─── Data for processing ───

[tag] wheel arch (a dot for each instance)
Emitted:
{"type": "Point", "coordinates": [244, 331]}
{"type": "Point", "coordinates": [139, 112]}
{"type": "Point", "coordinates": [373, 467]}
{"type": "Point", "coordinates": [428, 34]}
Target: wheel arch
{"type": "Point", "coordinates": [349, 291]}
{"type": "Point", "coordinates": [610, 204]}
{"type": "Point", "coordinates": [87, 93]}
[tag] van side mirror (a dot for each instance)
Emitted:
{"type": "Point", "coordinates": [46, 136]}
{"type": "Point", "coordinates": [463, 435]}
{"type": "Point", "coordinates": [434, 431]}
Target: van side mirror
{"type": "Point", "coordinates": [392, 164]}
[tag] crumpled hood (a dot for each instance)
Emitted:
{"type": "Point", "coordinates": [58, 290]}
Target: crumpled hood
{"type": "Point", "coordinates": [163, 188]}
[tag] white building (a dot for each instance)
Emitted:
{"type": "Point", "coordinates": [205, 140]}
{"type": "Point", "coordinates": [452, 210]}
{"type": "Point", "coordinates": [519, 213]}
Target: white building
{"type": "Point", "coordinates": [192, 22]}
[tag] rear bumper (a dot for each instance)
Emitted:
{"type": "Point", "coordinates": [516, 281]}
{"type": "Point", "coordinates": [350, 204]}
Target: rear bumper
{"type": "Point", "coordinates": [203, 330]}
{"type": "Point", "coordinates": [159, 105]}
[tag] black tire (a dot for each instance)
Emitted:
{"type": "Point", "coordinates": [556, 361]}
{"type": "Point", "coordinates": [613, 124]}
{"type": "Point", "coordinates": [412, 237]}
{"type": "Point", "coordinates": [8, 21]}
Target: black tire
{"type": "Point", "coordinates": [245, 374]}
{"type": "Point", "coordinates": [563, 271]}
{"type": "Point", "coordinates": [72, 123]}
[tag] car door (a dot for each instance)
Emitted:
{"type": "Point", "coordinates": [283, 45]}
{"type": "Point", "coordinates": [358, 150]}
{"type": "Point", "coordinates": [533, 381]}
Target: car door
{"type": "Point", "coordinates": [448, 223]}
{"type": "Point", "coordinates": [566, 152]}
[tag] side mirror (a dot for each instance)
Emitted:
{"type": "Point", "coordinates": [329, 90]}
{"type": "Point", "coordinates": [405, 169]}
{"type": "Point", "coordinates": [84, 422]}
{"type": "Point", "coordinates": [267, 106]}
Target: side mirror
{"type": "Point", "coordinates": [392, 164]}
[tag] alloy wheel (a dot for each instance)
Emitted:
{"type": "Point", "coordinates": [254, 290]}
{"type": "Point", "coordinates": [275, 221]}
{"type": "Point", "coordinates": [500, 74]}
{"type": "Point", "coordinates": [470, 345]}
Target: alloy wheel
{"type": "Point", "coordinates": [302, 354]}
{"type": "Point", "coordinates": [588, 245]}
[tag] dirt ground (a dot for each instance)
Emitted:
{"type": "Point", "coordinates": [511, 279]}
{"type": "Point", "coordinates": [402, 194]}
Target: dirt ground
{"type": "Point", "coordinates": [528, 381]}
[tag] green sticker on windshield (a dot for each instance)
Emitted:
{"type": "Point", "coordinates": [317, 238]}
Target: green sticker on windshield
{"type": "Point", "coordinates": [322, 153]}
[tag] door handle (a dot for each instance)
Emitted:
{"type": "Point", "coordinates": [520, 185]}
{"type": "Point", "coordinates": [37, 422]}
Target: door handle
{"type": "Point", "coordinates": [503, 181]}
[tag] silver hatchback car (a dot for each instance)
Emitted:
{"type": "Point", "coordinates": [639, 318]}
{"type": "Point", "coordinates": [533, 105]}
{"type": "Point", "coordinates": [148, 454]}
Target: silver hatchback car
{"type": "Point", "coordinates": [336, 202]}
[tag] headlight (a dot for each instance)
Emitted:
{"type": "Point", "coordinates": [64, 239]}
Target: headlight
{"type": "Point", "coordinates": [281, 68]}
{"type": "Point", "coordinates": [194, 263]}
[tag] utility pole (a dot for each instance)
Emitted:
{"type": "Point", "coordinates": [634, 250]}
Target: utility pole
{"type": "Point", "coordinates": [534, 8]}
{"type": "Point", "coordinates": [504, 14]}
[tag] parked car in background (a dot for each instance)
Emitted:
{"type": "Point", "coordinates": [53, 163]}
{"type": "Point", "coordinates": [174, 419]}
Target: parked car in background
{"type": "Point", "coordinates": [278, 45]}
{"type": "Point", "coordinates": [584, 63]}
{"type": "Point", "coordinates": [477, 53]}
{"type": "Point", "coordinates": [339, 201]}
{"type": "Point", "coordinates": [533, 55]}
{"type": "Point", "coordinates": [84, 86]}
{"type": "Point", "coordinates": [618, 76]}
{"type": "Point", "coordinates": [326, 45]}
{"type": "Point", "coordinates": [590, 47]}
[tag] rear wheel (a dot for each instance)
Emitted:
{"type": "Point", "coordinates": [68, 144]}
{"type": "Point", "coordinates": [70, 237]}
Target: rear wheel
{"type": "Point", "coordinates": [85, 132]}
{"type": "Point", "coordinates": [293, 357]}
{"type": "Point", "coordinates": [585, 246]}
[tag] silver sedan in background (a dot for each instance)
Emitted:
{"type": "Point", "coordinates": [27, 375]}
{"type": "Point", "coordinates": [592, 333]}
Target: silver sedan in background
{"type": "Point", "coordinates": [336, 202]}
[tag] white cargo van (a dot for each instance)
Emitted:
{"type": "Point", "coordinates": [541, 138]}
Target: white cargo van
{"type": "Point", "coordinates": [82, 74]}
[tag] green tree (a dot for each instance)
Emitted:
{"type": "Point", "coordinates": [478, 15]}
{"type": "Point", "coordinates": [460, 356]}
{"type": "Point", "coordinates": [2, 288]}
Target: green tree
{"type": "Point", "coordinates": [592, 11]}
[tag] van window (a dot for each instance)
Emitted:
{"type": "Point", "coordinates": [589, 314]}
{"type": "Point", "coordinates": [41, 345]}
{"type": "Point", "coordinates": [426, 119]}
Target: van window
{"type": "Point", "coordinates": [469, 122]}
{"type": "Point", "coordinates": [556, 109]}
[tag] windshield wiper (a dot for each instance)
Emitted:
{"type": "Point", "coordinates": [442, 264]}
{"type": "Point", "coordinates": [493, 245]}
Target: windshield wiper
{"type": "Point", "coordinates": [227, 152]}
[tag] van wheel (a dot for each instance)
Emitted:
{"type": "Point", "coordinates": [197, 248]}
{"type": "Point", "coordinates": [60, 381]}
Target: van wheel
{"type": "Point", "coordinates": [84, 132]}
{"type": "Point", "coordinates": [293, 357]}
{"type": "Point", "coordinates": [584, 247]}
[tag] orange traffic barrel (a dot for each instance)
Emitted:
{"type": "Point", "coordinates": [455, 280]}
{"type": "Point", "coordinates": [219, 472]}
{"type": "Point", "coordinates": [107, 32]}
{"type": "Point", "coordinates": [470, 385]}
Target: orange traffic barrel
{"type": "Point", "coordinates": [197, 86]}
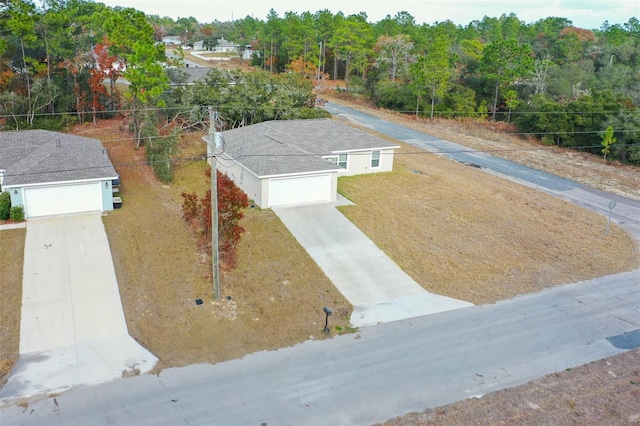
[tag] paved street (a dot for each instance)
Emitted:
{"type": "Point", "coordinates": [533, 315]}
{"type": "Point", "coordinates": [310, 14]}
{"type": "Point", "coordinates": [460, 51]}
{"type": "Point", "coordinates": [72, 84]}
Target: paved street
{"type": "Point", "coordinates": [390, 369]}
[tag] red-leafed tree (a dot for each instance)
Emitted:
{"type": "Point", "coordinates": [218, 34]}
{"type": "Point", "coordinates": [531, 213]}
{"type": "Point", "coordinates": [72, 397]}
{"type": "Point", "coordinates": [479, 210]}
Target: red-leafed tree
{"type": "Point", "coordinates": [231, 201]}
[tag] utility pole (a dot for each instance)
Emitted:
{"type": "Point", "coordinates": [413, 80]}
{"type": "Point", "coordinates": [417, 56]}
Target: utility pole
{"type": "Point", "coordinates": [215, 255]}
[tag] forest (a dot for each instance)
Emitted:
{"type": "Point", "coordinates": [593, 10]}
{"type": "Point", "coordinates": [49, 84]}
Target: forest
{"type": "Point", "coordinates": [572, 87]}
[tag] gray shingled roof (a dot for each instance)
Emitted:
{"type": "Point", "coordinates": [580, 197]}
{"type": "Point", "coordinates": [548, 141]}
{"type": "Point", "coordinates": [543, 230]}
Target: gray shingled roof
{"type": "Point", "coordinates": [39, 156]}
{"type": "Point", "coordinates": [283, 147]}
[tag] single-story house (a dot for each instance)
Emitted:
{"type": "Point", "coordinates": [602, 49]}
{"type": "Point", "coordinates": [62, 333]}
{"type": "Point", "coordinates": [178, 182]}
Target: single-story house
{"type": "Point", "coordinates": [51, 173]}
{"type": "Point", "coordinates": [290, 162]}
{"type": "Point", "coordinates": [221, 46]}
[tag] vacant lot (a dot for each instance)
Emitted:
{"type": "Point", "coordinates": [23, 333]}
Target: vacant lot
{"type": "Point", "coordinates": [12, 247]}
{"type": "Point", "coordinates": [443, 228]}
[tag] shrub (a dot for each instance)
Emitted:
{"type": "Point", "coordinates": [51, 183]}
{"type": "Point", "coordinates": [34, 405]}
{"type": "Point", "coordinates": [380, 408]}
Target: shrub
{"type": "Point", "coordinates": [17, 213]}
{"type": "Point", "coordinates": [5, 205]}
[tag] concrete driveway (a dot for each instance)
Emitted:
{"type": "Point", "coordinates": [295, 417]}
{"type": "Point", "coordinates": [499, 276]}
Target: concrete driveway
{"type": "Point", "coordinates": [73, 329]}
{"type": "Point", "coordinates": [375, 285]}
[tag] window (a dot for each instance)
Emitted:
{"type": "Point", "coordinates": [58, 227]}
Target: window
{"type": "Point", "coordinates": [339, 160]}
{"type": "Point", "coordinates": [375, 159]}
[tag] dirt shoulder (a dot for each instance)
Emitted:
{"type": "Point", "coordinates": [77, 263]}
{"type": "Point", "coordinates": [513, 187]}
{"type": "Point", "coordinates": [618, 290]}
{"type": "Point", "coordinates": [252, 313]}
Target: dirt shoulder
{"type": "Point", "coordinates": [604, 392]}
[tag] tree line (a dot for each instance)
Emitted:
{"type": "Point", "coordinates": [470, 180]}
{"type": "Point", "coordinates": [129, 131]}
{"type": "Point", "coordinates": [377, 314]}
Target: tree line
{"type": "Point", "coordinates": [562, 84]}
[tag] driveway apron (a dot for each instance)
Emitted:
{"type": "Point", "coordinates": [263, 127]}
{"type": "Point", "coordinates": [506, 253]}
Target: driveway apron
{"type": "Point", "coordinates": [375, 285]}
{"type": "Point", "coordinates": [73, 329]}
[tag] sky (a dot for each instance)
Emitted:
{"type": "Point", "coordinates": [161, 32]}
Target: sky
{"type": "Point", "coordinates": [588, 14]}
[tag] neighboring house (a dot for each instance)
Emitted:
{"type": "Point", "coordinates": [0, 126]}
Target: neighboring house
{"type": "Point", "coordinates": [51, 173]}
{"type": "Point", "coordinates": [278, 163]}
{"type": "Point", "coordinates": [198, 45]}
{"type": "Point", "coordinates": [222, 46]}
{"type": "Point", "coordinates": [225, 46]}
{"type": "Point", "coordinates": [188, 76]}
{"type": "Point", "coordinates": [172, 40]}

───

*Your objective*. Using the listing above, return exactly, and only, the lines from the one that contains "[tag] neighboring house" through its last line, both included.

*Written solution*.
[tag] neighboring house (a dot for each instance)
Emitted:
{"type": "Point", "coordinates": [0, 126]}
Target: neighboring house
{"type": "Point", "coordinates": [51, 173]}
{"type": "Point", "coordinates": [278, 163]}
{"type": "Point", "coordinates": [198, 45]}
{"type": "Point", "coordinates": [222, 46]}
{"type": "Point", "coordinates": [225, 46]}
{"type": "Point", "coordinates": [188, 76]}
{"type": "Point", "coordinates": [172, 40]}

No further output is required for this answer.